> **WHAT THE TASK REQUIRES**
According to the excerpt on evidence review, what does a manifest weight challenge question?

> **EXCERPTED PASSAGE**
- - -

II. The Defendant-Appellant's convictions are against the manifest weight of the evidence.
{¶ 15} "Sufficiency" of the evidence is a question of law as to whether the evidence is legally adequate to support a jury verdict as to all elements of the crime. State v. Thompkins, 78 Ohio St.3d 380, 386, 678 N.E.2d 541 (1997). When reviewing the sufficiency of the evidence to support a criminal conviction, an appellate court must
examine the evidence admitted at trial to determine whether such evidence, if believed, would convince the average mind of the defendant's guilt beyond a reasonable doubt. The relevant inquiry is whether, after viewing the evidence in a light most favorable to the prosecution, any rational trier of fact could have found the essential elements of the crime proven beyond a reasonable doubt. State v. Jenks, 61 Ohio St.3d 259, 574 N.E.2d 492 (1991), paragraph two of the syllabus.
{¶ 16} A conviction that is based on legally insufficient evidence constitutes a denial of due process, and will bar a retrial. Thompkins, supra, at 386-387.
{¶ 17} In contrast, a manifest weight challenge questions whether the state has met its burden of persuasion. Thompkins, supra, at 387. In making this determination, the court of appeals sits as a "thirteenth juror" and, after "reviewing the entire record, weighs the evidence and all reasonable inferences, considers the credibility of witnesses and determines whether in resolving conflicts in the evidence, the jury clearly lost its way and created such a manifest miscarriage of justice that the conviction must be reversed and a new trial ordered." Thompkins, supra, at 386, citing State v. Martin, 20 Ohio App.3d 172, 175, 485 N.E.2d 717 (1st Dist.1983).
{¶ 18} Appellant's first and second assignments of error will be addressed together as both can be resolved by examining the evidence presented at trial as summarized herein.
{¶ 19} Appellant was found guilty of one count of complicity to insurance fraud in violation of R.C. 2913.47(B)(1), a third-degree felony, which provides, in relevant part:
(B) No person, with purpose to defraud or knowing that the person is facilitating a fraud, shall do either of the following:
(1) Present to, or cause to be presented to, an insurer any written or oral statement that is part of, or in support of, an application for insurance, a claim for payment pursuant to a policy, or a claim for any other benefit pursuant to a policy, knowing that the statement, or any part of the statement, is false or deceptive * * *.

- - -

> **PROVIDED RECORDS**
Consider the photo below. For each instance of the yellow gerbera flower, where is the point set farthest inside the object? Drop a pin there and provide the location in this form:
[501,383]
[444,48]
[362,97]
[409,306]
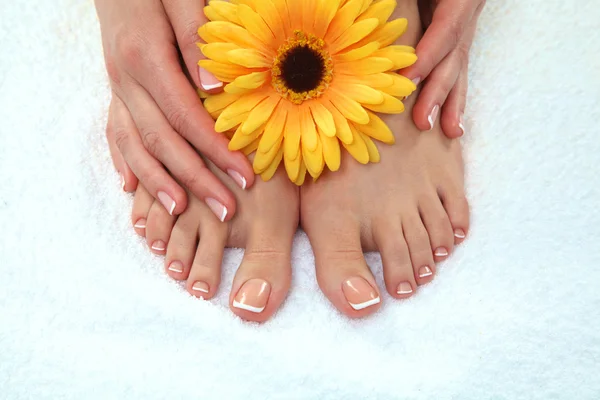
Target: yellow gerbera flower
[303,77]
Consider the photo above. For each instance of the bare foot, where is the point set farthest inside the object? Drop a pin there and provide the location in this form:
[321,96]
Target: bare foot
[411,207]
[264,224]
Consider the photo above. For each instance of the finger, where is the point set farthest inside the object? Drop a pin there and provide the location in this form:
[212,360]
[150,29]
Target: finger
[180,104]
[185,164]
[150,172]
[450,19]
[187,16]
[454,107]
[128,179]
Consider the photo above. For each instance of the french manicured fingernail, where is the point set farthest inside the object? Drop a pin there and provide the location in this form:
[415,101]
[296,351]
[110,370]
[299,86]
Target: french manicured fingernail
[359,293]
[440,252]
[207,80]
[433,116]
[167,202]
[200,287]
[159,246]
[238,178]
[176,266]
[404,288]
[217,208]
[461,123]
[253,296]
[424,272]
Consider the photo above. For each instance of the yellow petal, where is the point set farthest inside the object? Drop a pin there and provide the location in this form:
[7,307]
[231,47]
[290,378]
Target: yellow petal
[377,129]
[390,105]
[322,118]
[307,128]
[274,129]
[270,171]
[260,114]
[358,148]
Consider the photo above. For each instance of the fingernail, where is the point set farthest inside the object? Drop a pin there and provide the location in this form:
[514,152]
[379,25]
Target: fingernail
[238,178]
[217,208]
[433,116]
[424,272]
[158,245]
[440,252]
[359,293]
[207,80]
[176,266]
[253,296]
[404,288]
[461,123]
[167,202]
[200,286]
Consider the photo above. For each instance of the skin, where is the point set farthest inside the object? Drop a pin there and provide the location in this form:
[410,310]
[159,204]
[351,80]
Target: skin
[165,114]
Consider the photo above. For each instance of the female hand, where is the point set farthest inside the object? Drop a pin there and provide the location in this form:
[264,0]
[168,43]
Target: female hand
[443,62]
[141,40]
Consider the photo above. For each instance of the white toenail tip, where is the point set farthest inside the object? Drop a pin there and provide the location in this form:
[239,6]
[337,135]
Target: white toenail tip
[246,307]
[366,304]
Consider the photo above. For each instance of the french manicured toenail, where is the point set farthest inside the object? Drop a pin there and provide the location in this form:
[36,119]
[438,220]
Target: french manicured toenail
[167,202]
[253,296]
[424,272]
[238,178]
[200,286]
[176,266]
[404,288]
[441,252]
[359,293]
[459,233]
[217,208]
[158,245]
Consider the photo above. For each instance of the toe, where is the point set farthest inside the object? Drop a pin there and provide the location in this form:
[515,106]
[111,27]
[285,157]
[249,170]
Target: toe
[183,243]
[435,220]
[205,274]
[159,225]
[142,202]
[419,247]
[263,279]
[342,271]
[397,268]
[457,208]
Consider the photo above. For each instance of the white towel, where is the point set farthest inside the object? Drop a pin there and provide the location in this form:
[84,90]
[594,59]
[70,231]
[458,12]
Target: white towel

- - -

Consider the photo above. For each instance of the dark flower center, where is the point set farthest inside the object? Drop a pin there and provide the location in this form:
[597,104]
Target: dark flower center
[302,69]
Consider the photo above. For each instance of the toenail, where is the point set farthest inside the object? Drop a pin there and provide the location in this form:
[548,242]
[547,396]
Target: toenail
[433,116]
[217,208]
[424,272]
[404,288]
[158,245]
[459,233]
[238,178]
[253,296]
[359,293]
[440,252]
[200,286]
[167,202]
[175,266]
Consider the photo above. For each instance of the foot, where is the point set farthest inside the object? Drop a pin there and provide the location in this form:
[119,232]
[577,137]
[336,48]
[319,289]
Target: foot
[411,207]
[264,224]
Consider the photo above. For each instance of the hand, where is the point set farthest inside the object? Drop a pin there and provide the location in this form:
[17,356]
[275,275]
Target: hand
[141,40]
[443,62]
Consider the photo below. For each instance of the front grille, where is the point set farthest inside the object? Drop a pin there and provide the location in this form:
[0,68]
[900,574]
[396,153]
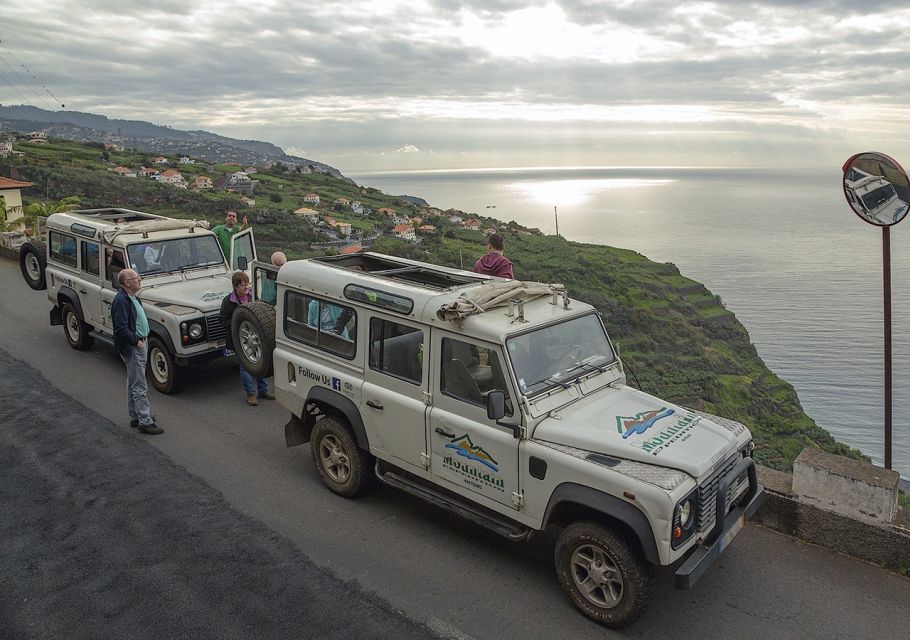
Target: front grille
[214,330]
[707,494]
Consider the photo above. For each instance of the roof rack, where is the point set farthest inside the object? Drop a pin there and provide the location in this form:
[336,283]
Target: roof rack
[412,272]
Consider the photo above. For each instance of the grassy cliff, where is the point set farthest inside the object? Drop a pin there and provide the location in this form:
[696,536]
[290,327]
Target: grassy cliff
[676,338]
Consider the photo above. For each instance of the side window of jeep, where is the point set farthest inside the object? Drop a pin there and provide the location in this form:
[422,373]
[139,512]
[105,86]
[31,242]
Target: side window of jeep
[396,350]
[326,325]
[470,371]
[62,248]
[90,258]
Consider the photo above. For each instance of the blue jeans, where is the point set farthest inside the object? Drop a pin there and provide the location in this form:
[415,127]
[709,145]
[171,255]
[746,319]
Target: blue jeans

- - -

> **WRITTEN RESPONSE**
Whether the state has met its burden of persuasion.